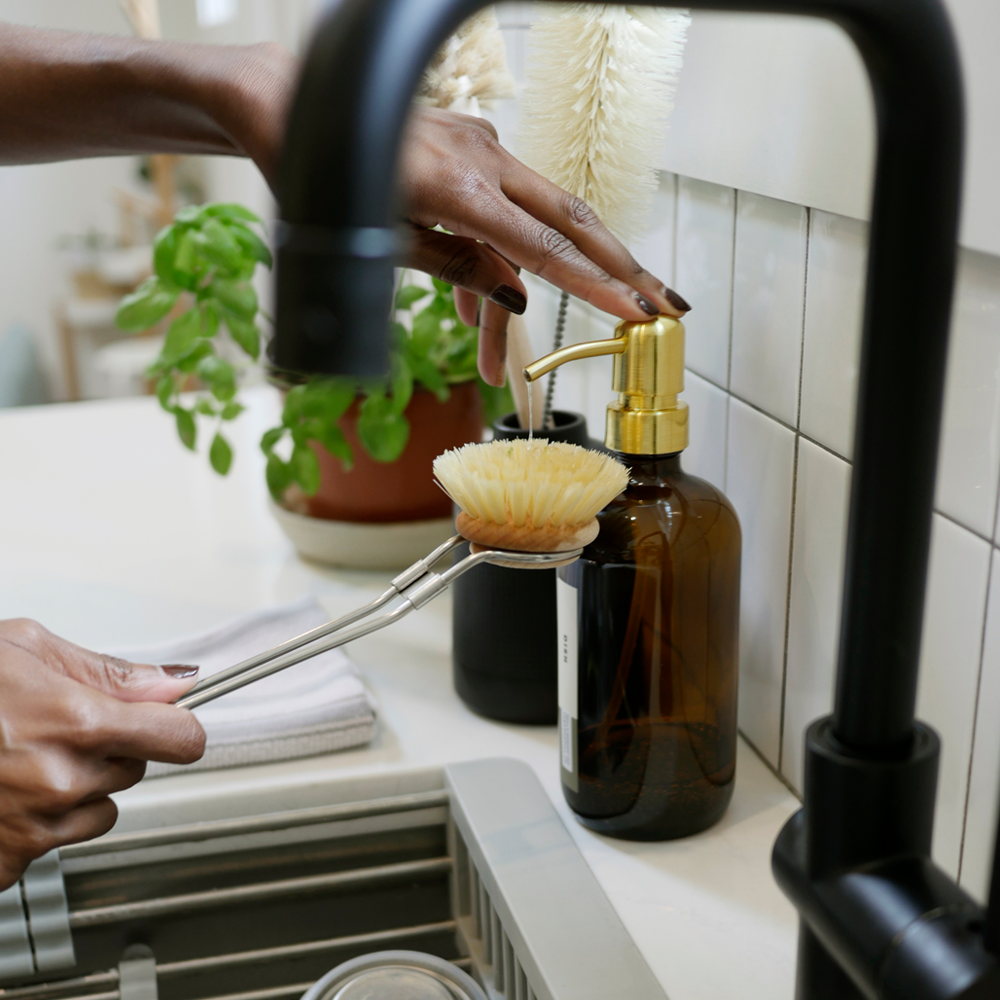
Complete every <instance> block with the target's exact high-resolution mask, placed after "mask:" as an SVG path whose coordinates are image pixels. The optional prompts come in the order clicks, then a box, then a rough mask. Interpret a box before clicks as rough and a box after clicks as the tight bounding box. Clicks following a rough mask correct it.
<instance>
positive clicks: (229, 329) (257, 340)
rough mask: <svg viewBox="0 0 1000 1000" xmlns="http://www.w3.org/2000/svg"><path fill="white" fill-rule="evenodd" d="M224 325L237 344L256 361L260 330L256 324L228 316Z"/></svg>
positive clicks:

▬▬▬▬▬▬▬▬▬▬

What is needed:
Reproduce the items above with every occurrence of "positive clicks" replaced by "foreground clicks" and all other text left unchanged. Omit the pictures from your answer.

Output for this exercise:
Complete every <instance> block with the target's exact high-resolution mask, placed after "mask:" as an SVG path whose coordinates are image pixels. The optional prompts come in the order clicks, then a box, then a rough mask. Interpret a box before clicks as rough and a box after clicks as the tight bounding box. Clicks following a rough mask correct it.
<instance>
foreground clicks: (229, 329) (257, 340)
rough mask: <svg viewBox="0 0 1000 1000" xmlns="http://www.w3.org/2000/svg"><path fill="white" fill-rule="evenodd" d="M224 325L237 344L256 361L260 330L256 324L228 316Z"/></svg>
foreground clicks:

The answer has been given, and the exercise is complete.